§ What is asked
Look for the line containing "Could you kindly annotate the metal" in the listing below. Retype that line and every subsequent line through the last one, and only those.

§ Data in this exercise

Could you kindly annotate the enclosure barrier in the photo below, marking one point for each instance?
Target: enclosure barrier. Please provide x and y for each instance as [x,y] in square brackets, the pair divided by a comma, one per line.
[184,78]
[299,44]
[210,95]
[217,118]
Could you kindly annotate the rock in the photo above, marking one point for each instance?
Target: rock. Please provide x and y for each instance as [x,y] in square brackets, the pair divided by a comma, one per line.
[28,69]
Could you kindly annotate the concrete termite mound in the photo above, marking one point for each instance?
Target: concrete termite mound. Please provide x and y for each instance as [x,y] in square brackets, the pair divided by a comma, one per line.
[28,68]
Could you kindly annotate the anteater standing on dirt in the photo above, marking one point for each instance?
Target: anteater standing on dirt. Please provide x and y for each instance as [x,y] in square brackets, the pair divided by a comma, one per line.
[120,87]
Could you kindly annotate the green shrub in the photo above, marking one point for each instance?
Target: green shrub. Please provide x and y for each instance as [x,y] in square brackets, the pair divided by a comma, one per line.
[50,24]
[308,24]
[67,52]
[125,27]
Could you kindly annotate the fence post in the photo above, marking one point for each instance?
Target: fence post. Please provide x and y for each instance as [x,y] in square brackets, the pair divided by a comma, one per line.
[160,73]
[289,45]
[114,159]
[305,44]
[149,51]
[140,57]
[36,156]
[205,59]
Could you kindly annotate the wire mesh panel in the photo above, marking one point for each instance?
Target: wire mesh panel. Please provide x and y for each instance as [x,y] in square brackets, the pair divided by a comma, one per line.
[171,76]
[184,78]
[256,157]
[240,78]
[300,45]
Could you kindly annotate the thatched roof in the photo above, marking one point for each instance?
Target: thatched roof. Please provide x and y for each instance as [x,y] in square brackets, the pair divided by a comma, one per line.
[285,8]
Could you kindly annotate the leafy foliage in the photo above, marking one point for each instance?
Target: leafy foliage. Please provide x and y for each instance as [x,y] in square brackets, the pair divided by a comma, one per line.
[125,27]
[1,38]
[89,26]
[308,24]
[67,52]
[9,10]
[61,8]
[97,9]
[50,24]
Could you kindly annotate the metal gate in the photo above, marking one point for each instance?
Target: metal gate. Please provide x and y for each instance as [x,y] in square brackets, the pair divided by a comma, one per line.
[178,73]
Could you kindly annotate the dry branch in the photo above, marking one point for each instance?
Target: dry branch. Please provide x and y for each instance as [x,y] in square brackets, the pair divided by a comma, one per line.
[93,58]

§ Result of this task
Could you kindly annotate the metal gate in the photo above, marking one point for each instance?
Target: metal gate. Please provide x and y for each instance as [x,y] in square brackets, the pair divided by a comma, one per line.
[178,73]
Could you kindly annotate the dry branch in the photo above, marking one point for each instance?
Target: dry branch. Please provide x and y for each instance as [x,y] in square brackets, the pair divided by a comma, one per line.
[93,58]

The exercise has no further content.